┌─ MATERIAL FOR THIS EXERCISE
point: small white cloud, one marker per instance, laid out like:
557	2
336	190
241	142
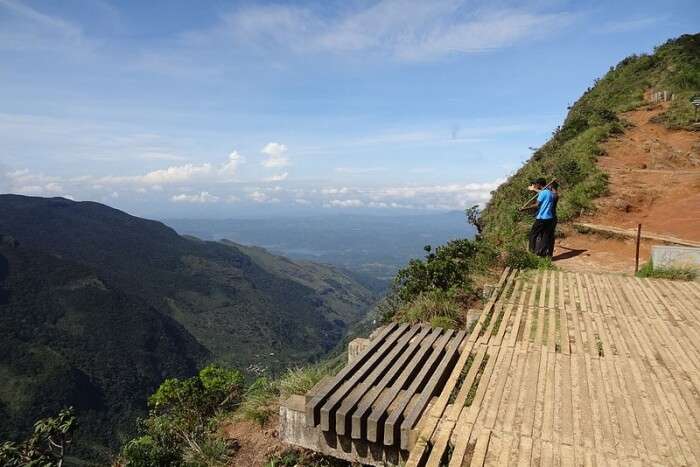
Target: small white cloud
202	197
230	167
276	155
359	170
334	191
53	188
345	203
30	190
278	177
260	197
└─
EXERCISE DESCRIPTION ::
Send back the data above word for word, with the pictures left out.

SOLUTION TO THIS PROBLEM ::
point: small white cloud, one marker per instance, laid out like:
557	2
336	190
241	142
Target: small white cloud
202	197
230	167
276	155
359	170
334	191
53	188
345	203
30	190
278	177
260	197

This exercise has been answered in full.